:: Task goal ::
Convert the lines below into a JSON list of strings with one string per line, omitting any blank lines. Exclude the pictures from the list.

** begin Provided data **

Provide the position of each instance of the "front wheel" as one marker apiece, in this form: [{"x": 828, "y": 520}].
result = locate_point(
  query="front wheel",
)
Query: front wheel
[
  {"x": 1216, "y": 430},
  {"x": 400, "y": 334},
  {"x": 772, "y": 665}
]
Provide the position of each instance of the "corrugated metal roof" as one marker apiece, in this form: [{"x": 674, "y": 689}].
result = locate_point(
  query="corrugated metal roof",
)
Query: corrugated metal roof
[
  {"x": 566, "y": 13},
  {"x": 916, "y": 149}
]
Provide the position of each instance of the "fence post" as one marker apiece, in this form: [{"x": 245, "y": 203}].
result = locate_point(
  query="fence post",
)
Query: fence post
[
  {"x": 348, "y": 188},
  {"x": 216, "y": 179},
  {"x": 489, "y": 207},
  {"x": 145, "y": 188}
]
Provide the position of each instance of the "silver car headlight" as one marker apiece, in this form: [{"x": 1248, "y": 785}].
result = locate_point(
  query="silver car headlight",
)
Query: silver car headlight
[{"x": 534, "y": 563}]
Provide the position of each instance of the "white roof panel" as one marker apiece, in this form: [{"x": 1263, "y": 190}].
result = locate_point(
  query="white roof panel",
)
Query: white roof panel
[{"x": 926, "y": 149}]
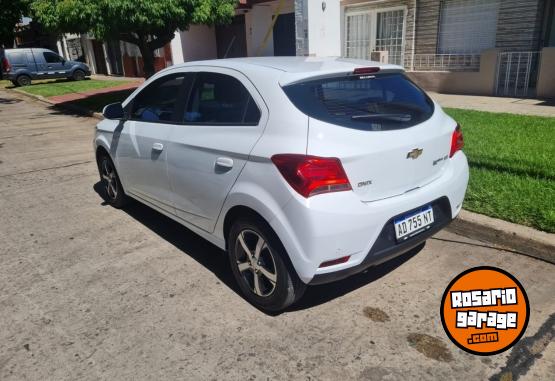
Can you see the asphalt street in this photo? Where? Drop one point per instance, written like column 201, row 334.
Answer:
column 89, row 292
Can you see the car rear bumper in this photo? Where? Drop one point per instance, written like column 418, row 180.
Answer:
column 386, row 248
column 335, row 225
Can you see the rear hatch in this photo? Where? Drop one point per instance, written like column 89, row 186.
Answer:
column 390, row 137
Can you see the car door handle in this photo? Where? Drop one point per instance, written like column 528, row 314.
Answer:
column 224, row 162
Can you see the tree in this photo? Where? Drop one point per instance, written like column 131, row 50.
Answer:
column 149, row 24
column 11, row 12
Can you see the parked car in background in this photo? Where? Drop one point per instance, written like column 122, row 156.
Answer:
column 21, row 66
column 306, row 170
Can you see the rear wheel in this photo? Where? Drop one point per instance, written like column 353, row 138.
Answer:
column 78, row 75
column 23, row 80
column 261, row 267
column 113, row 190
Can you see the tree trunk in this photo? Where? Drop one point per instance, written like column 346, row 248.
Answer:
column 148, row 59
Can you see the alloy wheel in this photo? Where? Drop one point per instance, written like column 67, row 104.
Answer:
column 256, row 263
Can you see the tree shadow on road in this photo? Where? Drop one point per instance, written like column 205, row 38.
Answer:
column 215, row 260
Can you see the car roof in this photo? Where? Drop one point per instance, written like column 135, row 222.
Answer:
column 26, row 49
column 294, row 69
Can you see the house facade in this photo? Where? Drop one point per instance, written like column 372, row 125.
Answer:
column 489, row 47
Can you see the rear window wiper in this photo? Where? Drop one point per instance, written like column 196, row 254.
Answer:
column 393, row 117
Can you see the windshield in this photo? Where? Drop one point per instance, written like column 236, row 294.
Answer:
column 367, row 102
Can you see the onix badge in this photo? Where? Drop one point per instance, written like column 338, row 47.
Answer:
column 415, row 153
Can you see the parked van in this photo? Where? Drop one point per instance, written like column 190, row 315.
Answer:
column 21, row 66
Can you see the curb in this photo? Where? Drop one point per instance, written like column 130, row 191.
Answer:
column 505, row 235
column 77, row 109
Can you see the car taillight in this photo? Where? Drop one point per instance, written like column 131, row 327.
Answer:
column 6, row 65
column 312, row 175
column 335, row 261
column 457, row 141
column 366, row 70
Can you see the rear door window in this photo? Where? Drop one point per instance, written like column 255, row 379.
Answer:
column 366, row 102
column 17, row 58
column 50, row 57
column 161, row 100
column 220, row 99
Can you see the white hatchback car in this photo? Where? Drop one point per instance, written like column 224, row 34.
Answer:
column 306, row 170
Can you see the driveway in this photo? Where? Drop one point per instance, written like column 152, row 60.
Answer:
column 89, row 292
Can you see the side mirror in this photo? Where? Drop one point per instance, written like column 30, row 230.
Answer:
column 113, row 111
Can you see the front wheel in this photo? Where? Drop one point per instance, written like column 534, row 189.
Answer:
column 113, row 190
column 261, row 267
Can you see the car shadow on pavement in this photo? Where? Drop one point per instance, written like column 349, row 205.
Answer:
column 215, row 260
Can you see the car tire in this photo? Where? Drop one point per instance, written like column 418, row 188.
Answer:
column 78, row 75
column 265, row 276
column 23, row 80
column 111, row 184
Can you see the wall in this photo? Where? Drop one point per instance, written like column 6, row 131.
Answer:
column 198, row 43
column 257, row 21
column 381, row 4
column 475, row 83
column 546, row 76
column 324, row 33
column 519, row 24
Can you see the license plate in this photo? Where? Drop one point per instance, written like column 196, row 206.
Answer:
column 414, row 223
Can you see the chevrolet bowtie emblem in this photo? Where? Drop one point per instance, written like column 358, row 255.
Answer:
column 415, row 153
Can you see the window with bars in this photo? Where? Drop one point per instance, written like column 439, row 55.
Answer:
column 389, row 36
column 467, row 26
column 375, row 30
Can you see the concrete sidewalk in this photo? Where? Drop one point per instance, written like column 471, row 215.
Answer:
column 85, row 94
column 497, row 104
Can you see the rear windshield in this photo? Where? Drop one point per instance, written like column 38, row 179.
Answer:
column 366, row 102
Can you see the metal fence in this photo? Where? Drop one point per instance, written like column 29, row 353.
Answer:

** end Provided data **

:: Right answer ::
[
  "Provide the position of each instance of the \"front wheel\" as one marker apiece, in this form: [{\"x\": 828, \"y\": 520}].",
  "result = locate_point(",
  "  query=\"front wheel\",",
  ")",
  "Query: front wheel",
  "[",
  "  {\"x\": 1216, \"y\": 430},",
  "  {\"x\": 400, \"y\": 334},",
  "  {\"x\": 772, \"y\": 665}",
  "]",
  "Provide the position of each instance of the \"corrugated metal roof\" as one marker apiece, in this form: [{\"x\": 674, \"y\": 689}].",
  "result = locate_point(",
  "  query=\"corrugated metal roof\",",
  ")",
  "Query: corrugated metal roof",
  "[",
  "  {\"x\": 566, \"y\": 13},",
  "  {\"x\": 916, \"y\": 149}",
  "]",
  "Provide the position of each instance of the \"fence post\" as one marker apiece, in this form: [{\"x\": 245, \"y\": 203}].",
  "result = locate_point(",
  "  query=\"fence post\",",
  ")",
  "Query: fence post",
  "[",
  "  {\"x\": 348, \"y\": 188},",
  "  {\"x\": 216, \"y\": 179},",
  "  {\"x\": 489, \"y\": 207},",
  "  {\"x\": 145, \"y\": 188}",
  "]",
  "Provide the position of each instance of the \"silver car headlight\" as one marker apiece, in this form: [{\"x\": 1248, \"y\": 785}].",
  "result = locate_point(",
  "  query=\"silver car headlight\",",
  ")",
  "Query: silver car headlight",
  "[{\"x\": 534, \"y\": 563}]",
  "Provide the position of each instance of the \"white roof panel\" as one marker apiece, in this form: [{\"x\": 1263, \"y\": 190}].",
  "result = locate_point(",
  "  query=\"white roof panel\",",
  ")",
  "Query: white roof panel",
  "[{\"x\": 926, \"y\": 149}]",
  "Can you see the asphalt street in this photo? Where? Drop one point per instance, written like column 201, row 334.",
  "Answer:",
  "column 89, row 292",
  "Can you see the car rear bumper in this photo? Where? Drop one point per instance, written like column 418, row 180.",
  "Answer:",
  "column 386, row 248",
  "column 335, row 225",
  "Can you see the rear hatch in this photo? Where? Drop one point per instance, written like column 89, row 186.",
  "Answer:",
  "column 390, row 137",
  "Can you see the car door handle in this photo? Where? Drop one point per instance, written like column 528, row 314.",
  "Answer:",
  "column 224, row 162",
  "Can you see the tree in this photo? Where? Drop one point per instance, written like column 131, row 50.",
  "Answer:",
  "column 149, row 24",
  "column 11, row 12",
  "Can you see the parked car in background in this photo? Where? Drop one point per instance, written like column 122, row 156.",
  "Answer:",
  "column 21, row 66",
  "column 306, row 170",
  "Can you see the rear wheel in this photo? Where? Drop one point per instance, written like column 353, row 138.",
  "Answer:",
  "column 78, row 75",
  "column 23, row 80",
  "column 261, row 267",
  "column 113, row 190",
  "Can you see the tree trunk in this photo? Where? Drop one point per instance, written like column 346, row 248.",
  "Answer:",
  "column 148, row 59",
  "Can you see the alloy wheel in this photo? Where? Drop one point per instance, written like column 67, row 104.",
  "Answer:",
  "column 256, row 263",
  "Can you see the tree shadow on road in this photo? Where? Drop one point per instance, written like column 205, row 38.",
  "Answer:",
  "column 215, row 260",
  "Can you see the car roof in this photo? Where? Drop one point per instance, written like column 135, row 222.",
  "Answer:",
  "column 26, row 49",
  "column 294, row 69",
  "Can you see the house facade in this photo? Where? Drop one point per instance, written like column 372, row 125.",
  "Answer:",
  "column 489, row 47",
  "Can you see the rear window wiper in this photo? Where? Drop one point per instance, written like column 196, row 254.",
  "Answer:",
  "column 393, row 117",
  "Can you see the windshield in this photo? Where? Drop one point per instance, written like column 236, row 294.",
  "Answer:",
  "column 367, row 102",
  "Can you see the onix badge in this photo? Where? Drop one point per instance, written like column 338, row 47.",
  "Answer:",
  "column 415, row 153",
  "Can you see the parked van in this photo? Where? Drop one point per instance, written like column 190, row 315.",
  "Answer:",
  "column 21, row 66",
  "Can you see the curb in this photo? Where? Drop one point per instance, written like column 130, row 191.",
  "Answer:",
  "column 505, row 235",
  "column 77, row 109",
  "Can you see the car taillight in this photo? Where? Drop one point per instance, written like column 131, row 327.",
  "Answer:",
  "column 6, row 65",
  "column 312, row 175",
  "column 335, row 261",
  "column 457, row 141",
  "column 366, row 70",
  "Can you see the rear door window in this photo? Where? Drop one point per instance, written like column 255, row 379.",
  "Answer:",
  "column 366, row 102",
  "column 17, row 58",
  "column 50, row 57",
  "column 161, row 100",
  "column 220, row 99",
  "Can you see the white hatchback car in this photo? Where? Drop one point per instance, written like column 224, row 34.",
  "Answer:",
  "column 306, row 170",
  "Can you see the driveway in this photo? Where? Drop one point per instance, written like column 152, row 60.",
  "Answer:",
  "column 89, row 292",
  "Can you see the side mirror in this photo? Where? Drop one point per instance, written like column 30, row 230.",
  "Answer:",
  "column 113, row 111",
  "Can you see the front wheel in this photo? Where? Drop one point per instance, written like column 534, row 189.",
  "Answer:",
  "column 113, row 190",
  "column 261, row 267",
  "Can you see the car shadow on pavement in this photo? Where? Drop one point per instance, written like column 349, row 205.",
  "Answer:",
  "column 215, row 260",
  "Can you see the car tire in this photo? Where? Drop one point per instance, written like column 418, row 188.",
  "Answer:",
  "column 78, row 75",
  "column 265, row 276",
  "column 23, row 80",
  "column 111, row 184",
  "Can you see the wall in this photo? Where? Drop one point per instance, written like column 6, row 131.",
  "Answer:",
  "column 198, row 43",
  "column 257, row 21",
  "column 381, row 4",
  "column 475, row 83",
  "column 546, row 76",
  "column 324, row 33",
  "column 519, row 24",
  "Can you see the license plate in this photo? Where? Drop one point per instance, written like column 196, row 206.",
  "Answer:",
  "column 414, row 223",
  "Can you see the chevrolet bowtie emblem in this photo? Where? Drop one point per instance, written like column 358, row 255.",
  "Answer:",
  "column 415, row 153",
  "Can you see the window with bars in this photo? Where? Drop one point per instance, written like column 439, row 55.",
  "Answer:",
  "column 389, row 36",
  "column 467, row 26",
  "column 375, row 30",
  "Can you see the concrete sidewalk in this photo? Where? Drop one point per instance, written like column 471, row 215.",
  "Answer:",
  "column 85, row 94",
  "column 497, row 104",
  "Can you see the rear windshield in this photo? Where? Drop one point per instance, written like column 38, row 179.",
  "Answer:",
  "column 366, row 102",
  "Can you see the metal fence in this photo? Where? Drop one point per instance, written like column 29, row 353.",
  "Answer:"
]